##### Recorded data #####

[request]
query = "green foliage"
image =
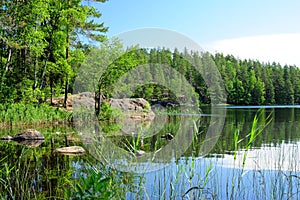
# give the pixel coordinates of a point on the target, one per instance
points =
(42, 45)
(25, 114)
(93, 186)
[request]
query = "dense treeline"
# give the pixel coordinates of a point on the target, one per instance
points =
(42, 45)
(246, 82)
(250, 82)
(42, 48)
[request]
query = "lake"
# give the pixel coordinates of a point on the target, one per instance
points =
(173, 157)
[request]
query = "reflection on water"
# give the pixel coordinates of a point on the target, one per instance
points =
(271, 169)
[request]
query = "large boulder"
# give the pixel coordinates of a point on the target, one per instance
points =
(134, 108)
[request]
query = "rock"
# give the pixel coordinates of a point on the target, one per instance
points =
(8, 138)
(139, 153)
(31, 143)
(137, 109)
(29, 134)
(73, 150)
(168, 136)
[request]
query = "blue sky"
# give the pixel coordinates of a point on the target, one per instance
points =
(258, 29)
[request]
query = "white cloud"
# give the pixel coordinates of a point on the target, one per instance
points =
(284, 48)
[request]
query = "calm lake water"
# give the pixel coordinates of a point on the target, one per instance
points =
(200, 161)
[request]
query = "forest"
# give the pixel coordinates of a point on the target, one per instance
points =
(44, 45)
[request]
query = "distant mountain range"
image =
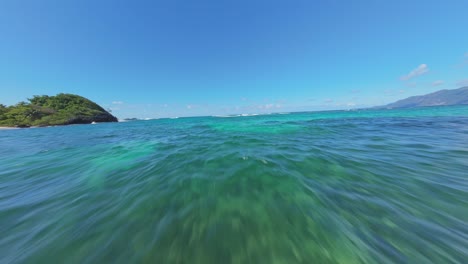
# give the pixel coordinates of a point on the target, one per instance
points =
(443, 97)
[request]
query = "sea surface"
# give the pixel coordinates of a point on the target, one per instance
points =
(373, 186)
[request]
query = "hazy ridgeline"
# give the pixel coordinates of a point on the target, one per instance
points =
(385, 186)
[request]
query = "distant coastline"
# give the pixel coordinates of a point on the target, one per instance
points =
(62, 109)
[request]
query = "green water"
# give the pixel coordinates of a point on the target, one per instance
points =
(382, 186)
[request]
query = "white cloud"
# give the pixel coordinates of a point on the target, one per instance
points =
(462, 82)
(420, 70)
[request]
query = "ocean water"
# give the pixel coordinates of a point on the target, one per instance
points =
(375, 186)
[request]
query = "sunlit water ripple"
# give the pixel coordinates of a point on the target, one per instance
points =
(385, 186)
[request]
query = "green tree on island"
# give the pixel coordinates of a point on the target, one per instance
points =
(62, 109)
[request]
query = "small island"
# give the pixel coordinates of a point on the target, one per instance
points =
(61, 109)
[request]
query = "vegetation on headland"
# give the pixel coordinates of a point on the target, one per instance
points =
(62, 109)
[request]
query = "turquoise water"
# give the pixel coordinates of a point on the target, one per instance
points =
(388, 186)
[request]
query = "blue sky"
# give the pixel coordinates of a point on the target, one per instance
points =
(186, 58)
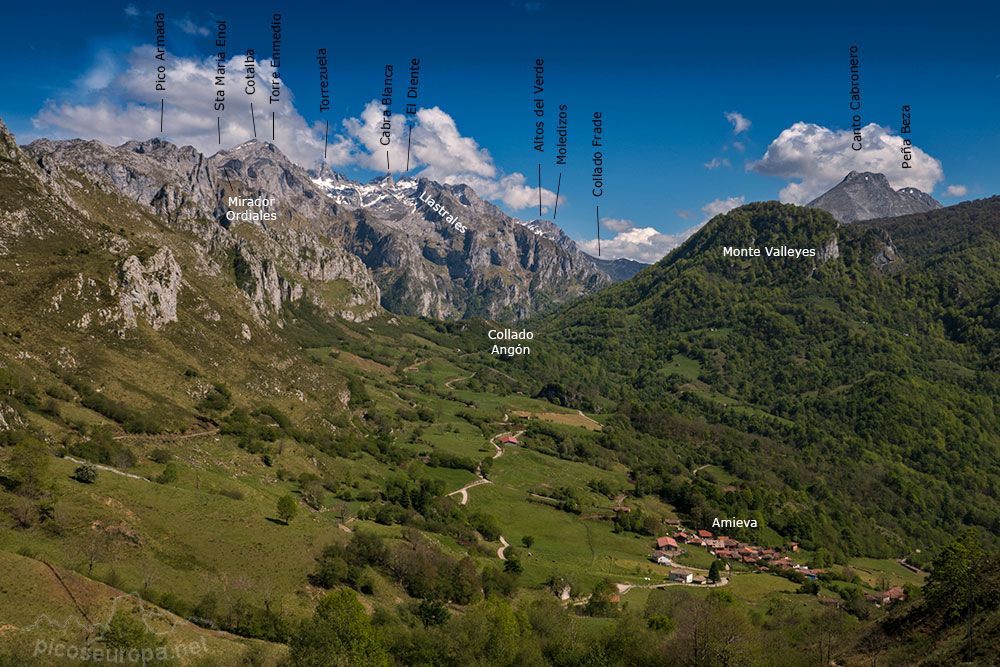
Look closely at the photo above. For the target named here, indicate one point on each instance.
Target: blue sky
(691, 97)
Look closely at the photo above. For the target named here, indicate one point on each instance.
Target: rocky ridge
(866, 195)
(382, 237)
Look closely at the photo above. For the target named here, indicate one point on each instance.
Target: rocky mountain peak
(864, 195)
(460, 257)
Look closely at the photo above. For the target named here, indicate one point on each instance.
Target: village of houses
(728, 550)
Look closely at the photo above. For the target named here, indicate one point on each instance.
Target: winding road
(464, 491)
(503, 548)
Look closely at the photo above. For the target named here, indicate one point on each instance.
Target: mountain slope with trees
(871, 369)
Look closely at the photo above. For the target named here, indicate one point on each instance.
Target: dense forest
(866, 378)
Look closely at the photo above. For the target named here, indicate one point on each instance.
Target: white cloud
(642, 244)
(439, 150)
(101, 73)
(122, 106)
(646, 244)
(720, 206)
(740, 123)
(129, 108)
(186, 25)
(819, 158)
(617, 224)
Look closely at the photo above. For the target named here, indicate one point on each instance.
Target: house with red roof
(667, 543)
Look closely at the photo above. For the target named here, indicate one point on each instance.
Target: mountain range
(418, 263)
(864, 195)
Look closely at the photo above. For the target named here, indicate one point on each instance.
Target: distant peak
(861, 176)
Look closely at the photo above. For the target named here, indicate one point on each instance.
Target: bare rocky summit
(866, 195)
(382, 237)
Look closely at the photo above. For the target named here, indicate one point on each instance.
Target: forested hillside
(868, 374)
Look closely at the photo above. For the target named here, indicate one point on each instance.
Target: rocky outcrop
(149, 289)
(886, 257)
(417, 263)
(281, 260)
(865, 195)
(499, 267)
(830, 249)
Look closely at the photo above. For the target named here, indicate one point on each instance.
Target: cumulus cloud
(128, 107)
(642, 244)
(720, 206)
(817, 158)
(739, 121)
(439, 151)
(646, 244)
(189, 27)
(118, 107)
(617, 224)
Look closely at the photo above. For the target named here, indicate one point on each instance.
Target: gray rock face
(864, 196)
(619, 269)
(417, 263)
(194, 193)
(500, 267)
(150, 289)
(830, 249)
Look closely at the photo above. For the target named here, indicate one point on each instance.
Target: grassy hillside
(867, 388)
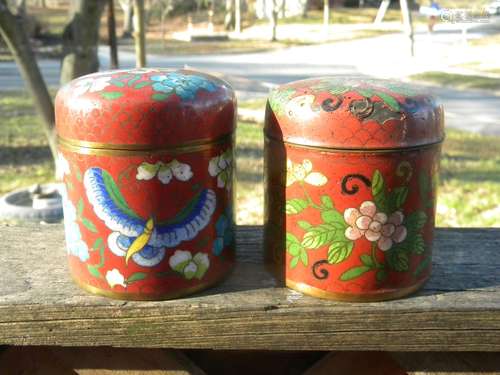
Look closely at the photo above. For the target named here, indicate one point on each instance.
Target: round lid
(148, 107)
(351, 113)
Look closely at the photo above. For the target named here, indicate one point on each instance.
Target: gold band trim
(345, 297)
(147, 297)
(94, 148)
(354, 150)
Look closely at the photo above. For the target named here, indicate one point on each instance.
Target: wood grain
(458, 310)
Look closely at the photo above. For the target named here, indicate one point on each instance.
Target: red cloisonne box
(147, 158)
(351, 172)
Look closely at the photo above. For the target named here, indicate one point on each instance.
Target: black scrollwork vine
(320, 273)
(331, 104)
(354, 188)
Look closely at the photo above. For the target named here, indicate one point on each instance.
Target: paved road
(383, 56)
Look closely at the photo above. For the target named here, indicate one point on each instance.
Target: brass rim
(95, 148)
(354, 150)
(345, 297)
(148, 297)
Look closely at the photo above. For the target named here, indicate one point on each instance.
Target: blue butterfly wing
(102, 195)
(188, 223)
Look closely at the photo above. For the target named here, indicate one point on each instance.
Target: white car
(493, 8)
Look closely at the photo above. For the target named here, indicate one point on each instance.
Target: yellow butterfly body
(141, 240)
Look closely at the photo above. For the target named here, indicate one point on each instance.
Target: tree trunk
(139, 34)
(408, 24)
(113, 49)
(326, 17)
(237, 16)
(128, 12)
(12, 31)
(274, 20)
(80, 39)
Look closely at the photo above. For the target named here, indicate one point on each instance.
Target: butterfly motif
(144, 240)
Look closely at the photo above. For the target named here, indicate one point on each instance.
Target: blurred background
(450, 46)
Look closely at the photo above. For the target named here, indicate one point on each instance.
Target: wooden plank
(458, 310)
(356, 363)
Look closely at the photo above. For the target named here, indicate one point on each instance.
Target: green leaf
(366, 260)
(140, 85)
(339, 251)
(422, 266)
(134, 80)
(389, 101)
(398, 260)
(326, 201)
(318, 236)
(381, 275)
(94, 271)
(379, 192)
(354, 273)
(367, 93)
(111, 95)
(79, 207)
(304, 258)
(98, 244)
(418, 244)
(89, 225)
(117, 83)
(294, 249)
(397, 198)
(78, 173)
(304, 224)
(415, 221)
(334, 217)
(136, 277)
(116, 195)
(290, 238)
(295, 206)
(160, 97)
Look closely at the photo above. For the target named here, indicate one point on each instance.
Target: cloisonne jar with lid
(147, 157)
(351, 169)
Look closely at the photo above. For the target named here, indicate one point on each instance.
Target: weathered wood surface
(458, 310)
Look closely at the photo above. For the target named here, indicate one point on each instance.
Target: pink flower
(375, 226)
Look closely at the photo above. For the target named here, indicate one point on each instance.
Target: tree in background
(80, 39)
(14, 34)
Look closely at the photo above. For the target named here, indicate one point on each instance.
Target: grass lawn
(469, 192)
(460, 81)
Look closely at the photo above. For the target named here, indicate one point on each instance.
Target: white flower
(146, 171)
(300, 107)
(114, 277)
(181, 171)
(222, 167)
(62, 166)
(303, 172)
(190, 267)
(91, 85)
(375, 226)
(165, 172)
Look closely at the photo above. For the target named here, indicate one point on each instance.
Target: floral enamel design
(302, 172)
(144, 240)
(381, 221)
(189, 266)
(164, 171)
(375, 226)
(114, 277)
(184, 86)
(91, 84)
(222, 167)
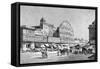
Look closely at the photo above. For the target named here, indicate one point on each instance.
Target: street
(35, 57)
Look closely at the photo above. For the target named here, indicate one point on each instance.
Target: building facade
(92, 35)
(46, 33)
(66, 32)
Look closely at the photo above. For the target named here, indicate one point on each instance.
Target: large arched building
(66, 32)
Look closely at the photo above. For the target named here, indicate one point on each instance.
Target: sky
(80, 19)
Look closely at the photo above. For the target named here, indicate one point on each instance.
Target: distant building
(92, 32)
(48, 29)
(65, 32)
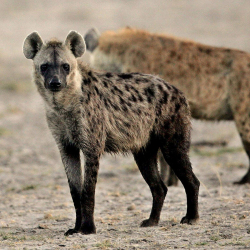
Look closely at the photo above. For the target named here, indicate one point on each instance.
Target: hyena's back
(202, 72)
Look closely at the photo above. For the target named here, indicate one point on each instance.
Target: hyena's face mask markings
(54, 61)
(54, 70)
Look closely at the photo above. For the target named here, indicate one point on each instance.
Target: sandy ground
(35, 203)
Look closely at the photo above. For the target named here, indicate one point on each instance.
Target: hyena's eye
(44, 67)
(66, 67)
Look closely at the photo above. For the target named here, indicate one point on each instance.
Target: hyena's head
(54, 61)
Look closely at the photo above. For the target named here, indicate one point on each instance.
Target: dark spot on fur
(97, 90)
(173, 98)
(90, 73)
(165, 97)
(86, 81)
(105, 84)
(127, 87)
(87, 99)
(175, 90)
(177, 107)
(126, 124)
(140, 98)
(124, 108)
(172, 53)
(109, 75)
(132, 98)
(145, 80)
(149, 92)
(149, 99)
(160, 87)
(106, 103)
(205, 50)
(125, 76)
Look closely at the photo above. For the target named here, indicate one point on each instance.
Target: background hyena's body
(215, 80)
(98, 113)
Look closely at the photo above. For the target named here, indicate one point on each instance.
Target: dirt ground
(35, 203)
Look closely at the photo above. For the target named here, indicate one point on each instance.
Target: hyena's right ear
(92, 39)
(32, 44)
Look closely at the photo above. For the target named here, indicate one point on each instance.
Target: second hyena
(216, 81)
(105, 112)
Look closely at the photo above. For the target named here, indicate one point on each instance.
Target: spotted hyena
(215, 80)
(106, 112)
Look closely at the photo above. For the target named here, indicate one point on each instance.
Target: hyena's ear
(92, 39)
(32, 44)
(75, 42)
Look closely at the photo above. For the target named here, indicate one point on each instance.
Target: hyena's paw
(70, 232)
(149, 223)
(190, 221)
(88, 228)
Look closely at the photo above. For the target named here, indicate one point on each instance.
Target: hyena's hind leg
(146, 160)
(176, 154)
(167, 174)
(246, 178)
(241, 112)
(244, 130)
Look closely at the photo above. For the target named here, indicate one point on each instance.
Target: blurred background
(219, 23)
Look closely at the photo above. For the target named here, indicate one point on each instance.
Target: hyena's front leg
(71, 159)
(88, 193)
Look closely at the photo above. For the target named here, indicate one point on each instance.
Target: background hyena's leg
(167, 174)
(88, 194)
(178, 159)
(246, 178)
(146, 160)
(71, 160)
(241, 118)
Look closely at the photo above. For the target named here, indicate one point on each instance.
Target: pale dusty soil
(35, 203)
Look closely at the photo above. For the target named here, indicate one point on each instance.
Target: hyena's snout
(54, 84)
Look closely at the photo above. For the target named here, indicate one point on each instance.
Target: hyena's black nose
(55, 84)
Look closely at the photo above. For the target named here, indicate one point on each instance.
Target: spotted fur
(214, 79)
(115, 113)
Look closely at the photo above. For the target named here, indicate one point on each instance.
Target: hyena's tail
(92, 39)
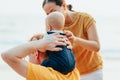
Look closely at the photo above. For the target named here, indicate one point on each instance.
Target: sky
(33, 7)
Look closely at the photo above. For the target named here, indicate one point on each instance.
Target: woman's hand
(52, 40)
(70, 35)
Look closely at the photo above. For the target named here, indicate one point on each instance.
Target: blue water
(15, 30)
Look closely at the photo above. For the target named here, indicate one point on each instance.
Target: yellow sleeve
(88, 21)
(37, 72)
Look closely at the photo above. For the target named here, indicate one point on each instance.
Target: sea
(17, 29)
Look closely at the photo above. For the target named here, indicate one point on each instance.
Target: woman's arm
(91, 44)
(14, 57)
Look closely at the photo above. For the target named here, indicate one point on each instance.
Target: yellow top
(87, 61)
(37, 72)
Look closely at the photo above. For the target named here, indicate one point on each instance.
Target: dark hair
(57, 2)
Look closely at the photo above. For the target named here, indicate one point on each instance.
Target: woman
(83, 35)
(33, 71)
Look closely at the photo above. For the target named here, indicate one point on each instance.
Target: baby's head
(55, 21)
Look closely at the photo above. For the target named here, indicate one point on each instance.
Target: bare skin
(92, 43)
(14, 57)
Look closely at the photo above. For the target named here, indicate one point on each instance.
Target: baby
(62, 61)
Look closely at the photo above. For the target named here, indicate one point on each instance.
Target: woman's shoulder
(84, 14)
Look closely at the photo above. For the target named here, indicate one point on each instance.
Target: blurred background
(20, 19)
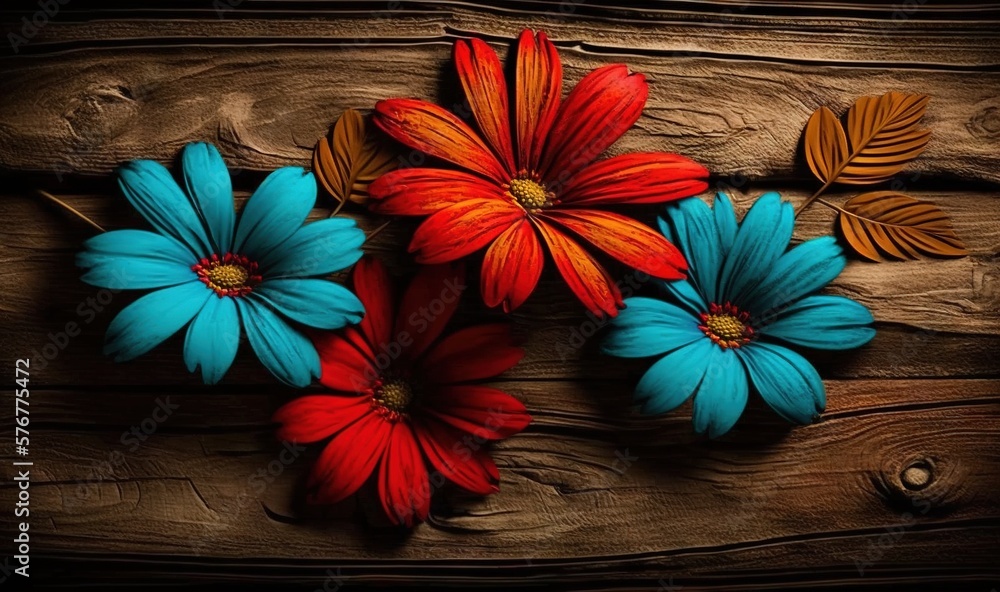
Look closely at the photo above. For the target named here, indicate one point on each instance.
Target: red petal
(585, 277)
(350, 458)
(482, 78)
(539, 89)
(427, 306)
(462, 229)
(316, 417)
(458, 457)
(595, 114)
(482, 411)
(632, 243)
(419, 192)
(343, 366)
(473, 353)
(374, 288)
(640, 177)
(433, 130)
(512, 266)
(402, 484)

#####

> [Exercise description] For each line in the records that contains the word "island", make a copy.

> [Output for this task]
query = "green tree on island"
query = "small island"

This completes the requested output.